== YOUR OBJECTIVE ==
Write out only the final part of the records below. It begins with the line that contains "The client would like the glass" and ends with the last line.

(Collected data)
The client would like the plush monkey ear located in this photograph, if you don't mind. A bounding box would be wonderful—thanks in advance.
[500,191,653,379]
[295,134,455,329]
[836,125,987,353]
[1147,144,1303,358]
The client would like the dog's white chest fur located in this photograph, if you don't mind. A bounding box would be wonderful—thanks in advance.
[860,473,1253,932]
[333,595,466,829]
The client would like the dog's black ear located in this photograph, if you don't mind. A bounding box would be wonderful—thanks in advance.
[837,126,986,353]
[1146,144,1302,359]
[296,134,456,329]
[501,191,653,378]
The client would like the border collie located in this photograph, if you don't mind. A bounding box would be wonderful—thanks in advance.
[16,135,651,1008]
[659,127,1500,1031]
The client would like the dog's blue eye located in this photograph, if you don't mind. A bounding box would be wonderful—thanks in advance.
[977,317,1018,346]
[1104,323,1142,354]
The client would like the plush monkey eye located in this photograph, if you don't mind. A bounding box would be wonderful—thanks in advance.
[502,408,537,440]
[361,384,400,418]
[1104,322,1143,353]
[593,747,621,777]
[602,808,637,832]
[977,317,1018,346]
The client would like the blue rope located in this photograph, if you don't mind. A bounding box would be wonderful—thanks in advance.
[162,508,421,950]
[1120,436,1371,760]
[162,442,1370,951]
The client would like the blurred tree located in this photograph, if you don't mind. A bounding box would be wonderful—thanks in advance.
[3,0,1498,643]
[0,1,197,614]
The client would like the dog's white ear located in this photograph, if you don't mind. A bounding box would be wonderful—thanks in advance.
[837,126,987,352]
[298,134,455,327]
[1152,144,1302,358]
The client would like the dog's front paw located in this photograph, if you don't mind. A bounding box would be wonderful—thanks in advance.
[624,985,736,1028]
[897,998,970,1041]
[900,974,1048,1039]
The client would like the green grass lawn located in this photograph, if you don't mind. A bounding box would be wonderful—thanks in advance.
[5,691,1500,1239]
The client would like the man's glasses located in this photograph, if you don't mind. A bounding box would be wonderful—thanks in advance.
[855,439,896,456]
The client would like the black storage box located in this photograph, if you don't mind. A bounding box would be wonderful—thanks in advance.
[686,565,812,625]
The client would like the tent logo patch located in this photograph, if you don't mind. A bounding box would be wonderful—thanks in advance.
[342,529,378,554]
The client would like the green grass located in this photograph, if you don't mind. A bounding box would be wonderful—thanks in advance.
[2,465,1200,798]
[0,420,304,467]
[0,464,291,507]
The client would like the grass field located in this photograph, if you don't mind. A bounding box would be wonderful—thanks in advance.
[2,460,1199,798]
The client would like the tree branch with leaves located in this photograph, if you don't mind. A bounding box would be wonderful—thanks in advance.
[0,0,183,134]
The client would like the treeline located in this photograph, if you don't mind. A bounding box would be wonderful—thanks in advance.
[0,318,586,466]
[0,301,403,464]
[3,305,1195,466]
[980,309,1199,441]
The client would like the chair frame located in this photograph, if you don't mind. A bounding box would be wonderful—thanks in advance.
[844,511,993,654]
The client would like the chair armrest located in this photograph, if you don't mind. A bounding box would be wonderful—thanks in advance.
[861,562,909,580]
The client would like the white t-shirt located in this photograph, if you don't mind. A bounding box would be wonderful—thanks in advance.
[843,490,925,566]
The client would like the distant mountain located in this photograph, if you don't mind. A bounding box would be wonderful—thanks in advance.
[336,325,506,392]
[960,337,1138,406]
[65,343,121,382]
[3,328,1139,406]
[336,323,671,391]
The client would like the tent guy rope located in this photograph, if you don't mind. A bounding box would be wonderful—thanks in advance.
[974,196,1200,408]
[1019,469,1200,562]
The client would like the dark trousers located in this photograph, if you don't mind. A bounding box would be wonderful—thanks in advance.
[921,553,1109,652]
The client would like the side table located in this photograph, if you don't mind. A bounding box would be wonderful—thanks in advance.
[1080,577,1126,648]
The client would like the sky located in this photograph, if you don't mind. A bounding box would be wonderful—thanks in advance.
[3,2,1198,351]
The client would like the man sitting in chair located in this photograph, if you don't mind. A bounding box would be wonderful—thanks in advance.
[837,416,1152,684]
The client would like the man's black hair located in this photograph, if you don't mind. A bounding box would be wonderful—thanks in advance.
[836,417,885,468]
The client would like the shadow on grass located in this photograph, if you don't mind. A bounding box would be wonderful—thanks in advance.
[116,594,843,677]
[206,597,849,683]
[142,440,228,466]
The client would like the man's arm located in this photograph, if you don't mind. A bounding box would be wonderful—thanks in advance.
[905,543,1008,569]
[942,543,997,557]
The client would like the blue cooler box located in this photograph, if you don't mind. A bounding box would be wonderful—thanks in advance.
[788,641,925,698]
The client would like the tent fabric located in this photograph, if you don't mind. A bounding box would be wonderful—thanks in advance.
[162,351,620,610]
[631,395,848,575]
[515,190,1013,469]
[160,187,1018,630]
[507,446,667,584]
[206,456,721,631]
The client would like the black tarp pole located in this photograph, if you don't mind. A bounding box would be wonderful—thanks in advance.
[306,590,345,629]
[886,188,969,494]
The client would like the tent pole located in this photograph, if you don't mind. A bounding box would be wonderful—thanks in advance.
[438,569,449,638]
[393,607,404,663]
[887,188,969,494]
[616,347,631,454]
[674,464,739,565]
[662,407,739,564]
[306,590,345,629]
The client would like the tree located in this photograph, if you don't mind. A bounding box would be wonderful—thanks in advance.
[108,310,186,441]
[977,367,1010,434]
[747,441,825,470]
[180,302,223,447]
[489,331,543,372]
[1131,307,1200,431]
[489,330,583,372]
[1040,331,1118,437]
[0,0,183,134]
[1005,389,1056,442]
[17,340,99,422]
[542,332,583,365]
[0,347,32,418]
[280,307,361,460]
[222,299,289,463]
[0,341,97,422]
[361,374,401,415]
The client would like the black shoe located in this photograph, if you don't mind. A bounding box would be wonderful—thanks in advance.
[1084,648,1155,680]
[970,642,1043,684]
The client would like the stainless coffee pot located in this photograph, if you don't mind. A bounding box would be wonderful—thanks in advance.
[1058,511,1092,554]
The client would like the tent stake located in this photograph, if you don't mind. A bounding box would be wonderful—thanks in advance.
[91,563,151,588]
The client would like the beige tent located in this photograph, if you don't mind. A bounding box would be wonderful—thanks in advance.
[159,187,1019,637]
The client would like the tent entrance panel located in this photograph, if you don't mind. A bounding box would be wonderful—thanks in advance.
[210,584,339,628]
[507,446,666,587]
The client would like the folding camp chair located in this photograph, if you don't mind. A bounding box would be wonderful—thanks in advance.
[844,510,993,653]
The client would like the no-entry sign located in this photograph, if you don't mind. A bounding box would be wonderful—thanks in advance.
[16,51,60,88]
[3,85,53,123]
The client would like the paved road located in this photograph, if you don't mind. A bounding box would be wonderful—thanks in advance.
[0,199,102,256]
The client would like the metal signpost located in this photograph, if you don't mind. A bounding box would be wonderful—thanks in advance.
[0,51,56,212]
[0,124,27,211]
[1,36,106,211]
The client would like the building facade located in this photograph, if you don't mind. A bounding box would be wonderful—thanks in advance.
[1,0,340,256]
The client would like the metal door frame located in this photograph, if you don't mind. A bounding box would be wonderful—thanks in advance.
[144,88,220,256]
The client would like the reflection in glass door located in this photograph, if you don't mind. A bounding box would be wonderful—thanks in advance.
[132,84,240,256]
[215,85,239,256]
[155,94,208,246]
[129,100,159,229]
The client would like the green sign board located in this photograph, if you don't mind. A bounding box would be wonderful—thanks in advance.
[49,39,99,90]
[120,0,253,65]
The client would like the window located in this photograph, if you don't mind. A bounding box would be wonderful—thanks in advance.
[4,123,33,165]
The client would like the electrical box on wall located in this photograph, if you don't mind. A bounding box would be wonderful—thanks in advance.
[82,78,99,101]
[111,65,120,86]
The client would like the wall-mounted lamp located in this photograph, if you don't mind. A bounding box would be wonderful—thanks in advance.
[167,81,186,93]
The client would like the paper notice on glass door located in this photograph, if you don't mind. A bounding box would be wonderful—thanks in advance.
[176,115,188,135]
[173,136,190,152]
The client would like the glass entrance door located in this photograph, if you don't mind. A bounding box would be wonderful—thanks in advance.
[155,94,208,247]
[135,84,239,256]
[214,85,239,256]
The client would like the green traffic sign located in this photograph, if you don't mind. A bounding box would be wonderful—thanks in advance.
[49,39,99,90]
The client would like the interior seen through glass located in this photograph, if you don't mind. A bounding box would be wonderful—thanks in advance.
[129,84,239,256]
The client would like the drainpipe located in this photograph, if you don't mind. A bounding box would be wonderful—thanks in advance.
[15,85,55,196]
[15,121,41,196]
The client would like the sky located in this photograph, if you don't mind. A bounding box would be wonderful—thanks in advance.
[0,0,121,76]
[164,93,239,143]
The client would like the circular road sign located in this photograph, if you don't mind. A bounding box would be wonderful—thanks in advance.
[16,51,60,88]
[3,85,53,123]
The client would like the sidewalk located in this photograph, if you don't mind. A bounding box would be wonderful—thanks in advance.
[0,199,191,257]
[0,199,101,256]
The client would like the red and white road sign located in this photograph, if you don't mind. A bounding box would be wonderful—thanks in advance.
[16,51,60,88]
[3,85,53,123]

== PROBLEM SOLUTION ==
The client would like the glass entrance door located in this photograph, if you don't mind. A bounding box would be wonderful—thanks in advance.
[155,94,208,247]
[135,84,239,256]
[214,85,239,256]
The client would like the green traffic sign located in this photograph, if you don't mind. A bounding box would be wonderful—thanks in advance.
[49,39,99,90]
The client would like the interior seen through glass located in this photograph, if you don't mind. A bounding box would be wonderful—thanks in advance.
[129,84,239,256]
The client would like the drainpipe located in this photograph, if you don't mind. A bounding box would be wonderful—thanks in advance.
[15,85,55,196]
[15,121,41,196]
The client would like the sky located in this photograph, if you don't mind. A bounding box would be wonderful—thanks in advance.
[0,0,121,76]
[164,93,239,143]
The client would like the circular road sign located in this photograph, if you don't mind. A bounding box would be wonderful—thanks in advance.
[16,51,60,88]
[3,85,53,123]
The client would like the sidewalk located in this photograph, if you don't mind. A bounding box would be wonderful—thanks in advance.
[0,199,191,257]
[0,199,101,256]
The client would like the red and white road sign located in this photograph, if you don't mind. A bounding box would be wonderful—thanks in advance.
[16,51,60,88]
[3,85,53,123]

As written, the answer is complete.